WHAT THE EXERCISE ASKS: Please copy out every line in the items below that contains the word "each".

= = = = = = =

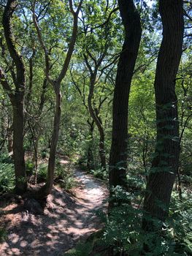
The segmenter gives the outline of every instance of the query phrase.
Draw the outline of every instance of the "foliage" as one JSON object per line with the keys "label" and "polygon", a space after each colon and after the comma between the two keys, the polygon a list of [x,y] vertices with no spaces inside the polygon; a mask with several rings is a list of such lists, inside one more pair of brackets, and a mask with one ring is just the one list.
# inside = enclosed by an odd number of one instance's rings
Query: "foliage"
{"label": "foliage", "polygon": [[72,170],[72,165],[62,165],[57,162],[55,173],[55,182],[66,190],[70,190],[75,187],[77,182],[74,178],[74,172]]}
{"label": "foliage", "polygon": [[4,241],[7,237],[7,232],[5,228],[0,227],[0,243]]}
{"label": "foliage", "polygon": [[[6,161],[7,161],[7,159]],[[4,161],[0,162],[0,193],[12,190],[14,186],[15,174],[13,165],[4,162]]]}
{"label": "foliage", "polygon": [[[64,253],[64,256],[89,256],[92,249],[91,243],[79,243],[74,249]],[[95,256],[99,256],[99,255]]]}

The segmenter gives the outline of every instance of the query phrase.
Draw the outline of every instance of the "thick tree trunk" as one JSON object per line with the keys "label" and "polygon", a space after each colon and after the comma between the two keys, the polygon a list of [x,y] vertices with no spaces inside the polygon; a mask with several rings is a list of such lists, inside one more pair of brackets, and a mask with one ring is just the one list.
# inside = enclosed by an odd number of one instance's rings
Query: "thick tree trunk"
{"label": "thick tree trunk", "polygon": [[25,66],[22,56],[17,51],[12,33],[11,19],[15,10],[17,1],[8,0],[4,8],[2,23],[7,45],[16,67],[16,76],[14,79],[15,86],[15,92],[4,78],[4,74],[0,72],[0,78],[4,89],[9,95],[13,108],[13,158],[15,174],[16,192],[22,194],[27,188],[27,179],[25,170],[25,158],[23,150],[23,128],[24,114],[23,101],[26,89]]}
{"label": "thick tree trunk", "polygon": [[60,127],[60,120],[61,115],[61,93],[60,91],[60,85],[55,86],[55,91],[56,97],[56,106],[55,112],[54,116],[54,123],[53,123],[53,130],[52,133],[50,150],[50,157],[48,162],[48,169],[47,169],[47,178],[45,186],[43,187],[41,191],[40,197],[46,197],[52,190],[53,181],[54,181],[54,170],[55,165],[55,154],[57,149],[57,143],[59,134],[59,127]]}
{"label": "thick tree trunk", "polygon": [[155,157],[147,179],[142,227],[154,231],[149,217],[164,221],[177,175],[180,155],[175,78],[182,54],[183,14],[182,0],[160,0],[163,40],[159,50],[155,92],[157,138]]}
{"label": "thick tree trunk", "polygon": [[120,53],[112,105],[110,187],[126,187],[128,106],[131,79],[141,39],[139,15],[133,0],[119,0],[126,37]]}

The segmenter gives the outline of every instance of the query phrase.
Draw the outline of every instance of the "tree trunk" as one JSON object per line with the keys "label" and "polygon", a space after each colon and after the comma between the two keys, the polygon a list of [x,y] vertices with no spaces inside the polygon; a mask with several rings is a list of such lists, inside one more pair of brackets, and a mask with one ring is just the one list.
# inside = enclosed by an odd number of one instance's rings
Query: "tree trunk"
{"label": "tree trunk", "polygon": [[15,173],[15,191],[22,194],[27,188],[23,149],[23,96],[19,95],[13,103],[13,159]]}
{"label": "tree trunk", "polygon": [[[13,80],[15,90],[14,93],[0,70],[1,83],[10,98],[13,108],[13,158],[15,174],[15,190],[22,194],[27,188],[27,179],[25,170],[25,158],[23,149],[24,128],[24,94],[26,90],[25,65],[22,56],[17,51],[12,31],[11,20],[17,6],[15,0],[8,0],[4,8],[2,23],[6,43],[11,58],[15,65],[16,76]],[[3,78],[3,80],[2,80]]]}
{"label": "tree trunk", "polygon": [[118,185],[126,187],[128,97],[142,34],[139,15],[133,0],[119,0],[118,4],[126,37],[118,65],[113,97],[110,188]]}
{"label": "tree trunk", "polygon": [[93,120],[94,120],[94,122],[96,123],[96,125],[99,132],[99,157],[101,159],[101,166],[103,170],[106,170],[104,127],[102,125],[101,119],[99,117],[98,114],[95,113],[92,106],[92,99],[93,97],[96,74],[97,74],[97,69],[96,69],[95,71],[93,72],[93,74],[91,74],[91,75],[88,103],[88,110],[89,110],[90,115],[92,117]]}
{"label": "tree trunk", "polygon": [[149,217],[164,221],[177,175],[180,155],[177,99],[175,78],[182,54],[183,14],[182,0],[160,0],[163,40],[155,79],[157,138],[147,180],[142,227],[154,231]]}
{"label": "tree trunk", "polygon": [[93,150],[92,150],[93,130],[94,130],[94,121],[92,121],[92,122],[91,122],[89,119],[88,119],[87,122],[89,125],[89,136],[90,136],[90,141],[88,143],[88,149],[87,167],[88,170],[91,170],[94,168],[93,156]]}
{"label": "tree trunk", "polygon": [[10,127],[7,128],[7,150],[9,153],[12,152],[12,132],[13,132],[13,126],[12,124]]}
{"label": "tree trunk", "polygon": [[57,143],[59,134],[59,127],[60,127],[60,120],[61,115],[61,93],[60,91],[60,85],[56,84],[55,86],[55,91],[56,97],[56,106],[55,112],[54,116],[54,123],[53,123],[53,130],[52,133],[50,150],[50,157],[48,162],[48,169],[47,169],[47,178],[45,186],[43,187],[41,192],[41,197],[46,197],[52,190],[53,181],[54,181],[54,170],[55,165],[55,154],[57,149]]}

= = = = = = =

OUTPUT OF THE EXERCISE:
Draw the outline of every instance of the "foliage" as one JSON object per line with the keys "label" and "polygon", a space after each colon and after the comma between the two keys, the polygon a list of [x,y] vertices with no spaces inside the polygon; a mask with several rings is a list of such lists, inside one more pair of brackets, and a mask with one ring is just the one list.
Draw the outline of every instance of the "thick tree trunk" as one JSON object per line with the keys "label" and "polygon", a space after each colon and after the comma between the two keys, the polygon a list of [x,y] vertices with no spaces inside the polygon; a mask with several rings is a list of such lists, inside one more pair of brackets, and a mask with one ring is just the one list.
Draw the outline of every instance of the "tree trunk" as one JSON object per line with the keys "label" and "polygon", a space after each colon and after the comma between the two keys, the polygon a list of [x,y] vertices with no spaces inside the polygon; a mask with several rings is a list of such lists, inside one more pair of brackets, and a mask with one ring is just the one list.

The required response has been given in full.